> 指示
1 – 掲載文の差異点(d)の説明では、イ号意匠において水を溜める部分はどことされているか。
2 – 記録のうち、"Expected: for every instance of the tree" を含む行から記録の最後の行までを、一字一句変えずにもう一度示せ。

差異点(b)については、突き立て部の形状において上下同形である(イ号意匠)か、下方に徐々にすぼまり下端を丸く形成している(本件登録意匠)かは、主たる相違点ではない。もっとも重要な差異点は、突き立て部の下端を開口している(イ号意匠)か、下端を密封している(本件登録意匠)かが、看過できない事柄である。すなわち、イ号意匠は、墓石用花立てを上部の水溜め部と下部の脚部に区分している。一方、本件登録意匠の突き立て部は、水溜め部と突き立て部を同一の容器とした、花立てとしての形態をしている。突き立て部の下端を開口しているか、そうではないかは、両者の大きな差異点である。
差異点(c)については、イ号意匠では井桁状に板状体を強固に組合せ固定し、外側2対の仕切板の長さ(高さ)を、それ以外の仕切板よりも長く形成している。一方、本件登録意匠では花立て部底面に仕切板が全面にわたって接している。仕切板の下部の態様の差異は明らかな意匠上の相違点である。
差異点(d)については、花立てであるからには水をどの部分に溜めるかが、もっとも重要な用件である。イ号意匠においては、水溜部を上部のポット(壺)のみとし、下部の花立て脚部には、水を入れないために花立て部を独立した容器としている。一方、本件登録意匠では、花立て部と突き立て部とが連通している。このことは明らかな形態の相違であり、上記差異点(b)において述べたとおり、両者の重要な相違点であるといえる。

> 提供資料
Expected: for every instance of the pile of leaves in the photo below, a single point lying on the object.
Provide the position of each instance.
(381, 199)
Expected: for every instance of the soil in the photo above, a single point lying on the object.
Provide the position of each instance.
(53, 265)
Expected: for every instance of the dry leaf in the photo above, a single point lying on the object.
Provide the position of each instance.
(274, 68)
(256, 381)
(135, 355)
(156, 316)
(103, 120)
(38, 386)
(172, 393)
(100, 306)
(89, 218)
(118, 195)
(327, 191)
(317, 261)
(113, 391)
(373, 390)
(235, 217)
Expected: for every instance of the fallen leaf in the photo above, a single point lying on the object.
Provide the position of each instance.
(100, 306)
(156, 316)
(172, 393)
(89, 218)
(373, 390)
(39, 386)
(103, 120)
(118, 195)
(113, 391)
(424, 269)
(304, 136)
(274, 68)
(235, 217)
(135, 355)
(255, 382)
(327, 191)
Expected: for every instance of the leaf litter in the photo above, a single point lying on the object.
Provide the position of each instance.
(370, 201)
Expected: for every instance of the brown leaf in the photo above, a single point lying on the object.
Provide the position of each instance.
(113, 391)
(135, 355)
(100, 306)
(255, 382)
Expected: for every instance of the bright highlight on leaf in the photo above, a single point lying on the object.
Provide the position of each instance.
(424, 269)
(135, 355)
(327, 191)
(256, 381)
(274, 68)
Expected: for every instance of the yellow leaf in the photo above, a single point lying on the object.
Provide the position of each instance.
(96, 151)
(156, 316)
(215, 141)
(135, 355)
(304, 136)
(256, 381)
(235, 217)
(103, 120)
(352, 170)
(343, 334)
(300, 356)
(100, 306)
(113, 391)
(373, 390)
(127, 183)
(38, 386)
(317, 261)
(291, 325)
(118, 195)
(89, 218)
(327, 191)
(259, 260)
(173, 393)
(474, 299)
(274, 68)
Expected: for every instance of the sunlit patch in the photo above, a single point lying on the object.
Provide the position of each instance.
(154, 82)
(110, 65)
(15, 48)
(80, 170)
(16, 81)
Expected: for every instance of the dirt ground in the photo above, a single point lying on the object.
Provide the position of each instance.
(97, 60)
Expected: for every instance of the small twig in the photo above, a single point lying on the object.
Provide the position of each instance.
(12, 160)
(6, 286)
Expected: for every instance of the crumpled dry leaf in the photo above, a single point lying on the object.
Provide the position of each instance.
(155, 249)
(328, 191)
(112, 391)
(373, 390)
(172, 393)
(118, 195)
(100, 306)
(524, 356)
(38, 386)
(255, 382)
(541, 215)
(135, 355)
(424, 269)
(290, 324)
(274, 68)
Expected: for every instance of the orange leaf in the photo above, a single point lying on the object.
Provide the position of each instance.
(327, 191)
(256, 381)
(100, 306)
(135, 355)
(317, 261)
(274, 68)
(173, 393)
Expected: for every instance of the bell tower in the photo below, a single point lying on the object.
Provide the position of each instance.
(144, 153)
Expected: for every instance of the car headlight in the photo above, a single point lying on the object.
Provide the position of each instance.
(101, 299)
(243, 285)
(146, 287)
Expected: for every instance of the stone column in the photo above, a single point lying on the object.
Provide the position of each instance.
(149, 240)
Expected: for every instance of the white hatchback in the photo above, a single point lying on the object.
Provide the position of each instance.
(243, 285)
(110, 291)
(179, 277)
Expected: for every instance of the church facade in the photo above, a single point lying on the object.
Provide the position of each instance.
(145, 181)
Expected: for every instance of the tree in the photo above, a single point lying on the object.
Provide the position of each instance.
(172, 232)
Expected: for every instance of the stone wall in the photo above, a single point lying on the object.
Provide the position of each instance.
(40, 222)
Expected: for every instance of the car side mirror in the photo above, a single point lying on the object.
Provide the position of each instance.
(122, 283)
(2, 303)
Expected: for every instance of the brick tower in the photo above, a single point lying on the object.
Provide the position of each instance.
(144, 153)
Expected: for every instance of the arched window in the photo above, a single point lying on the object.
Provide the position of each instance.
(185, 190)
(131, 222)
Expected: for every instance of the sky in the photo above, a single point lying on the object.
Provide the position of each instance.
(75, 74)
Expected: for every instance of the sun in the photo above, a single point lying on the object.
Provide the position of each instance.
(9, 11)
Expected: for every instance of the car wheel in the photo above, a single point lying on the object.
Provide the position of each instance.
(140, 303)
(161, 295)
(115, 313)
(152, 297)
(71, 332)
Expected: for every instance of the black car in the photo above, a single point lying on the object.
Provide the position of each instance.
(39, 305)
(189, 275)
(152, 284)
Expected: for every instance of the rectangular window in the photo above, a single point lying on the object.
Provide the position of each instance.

> 解答
1 – 上部のポット（壺）のみである。

2 –
Expected: for every instance of the tree in the photo above, a single point lying on the object.
Provide the position of each instance.
(172, 232)
Expected: for every instance of the stone wall in the photo above, a single point lying on the object.
Provide the position of each instance.
(40, 222)
Expected: for every instance of the car side mirror in the photo above, a single point lying on the object.
Provide the position of each instance.
(122, 283)
(2, 303)
Expected: for every instance of the brick tower in the photo above, a single point lying on the object.
Provide the position of each instance.
(144, 153)
Expected: for every instance of the arched window in the photo above, a single point lying on the object.
Provide the position of each instance.
(185, 190)
(131, 222)
Expected: for every instance of the sky in the photo above, a single point lying on the object.
Provide the position of each instance.
(75, 74)
Expected: for every instance of the sun in the photo above, a single point lying on the object.
Provide the position of each instance.
(9, 11)
Expected: for every instance of the car wheel in the photo above, a single point lying on the object.
Provide the position of each instance.
(140, 303)
(161, 295)
(115, 313)
(152, 297)
(71, 332)
Expected: for every instance of the black car in the photo above, a single point lying on the object.
Provide the position of each instance.
(39, 305)
(189, 275)
(152, 284)
Expected: for every instance of the rectangular window in the photo above, a single point lying on the object.
Provide the position of each instance.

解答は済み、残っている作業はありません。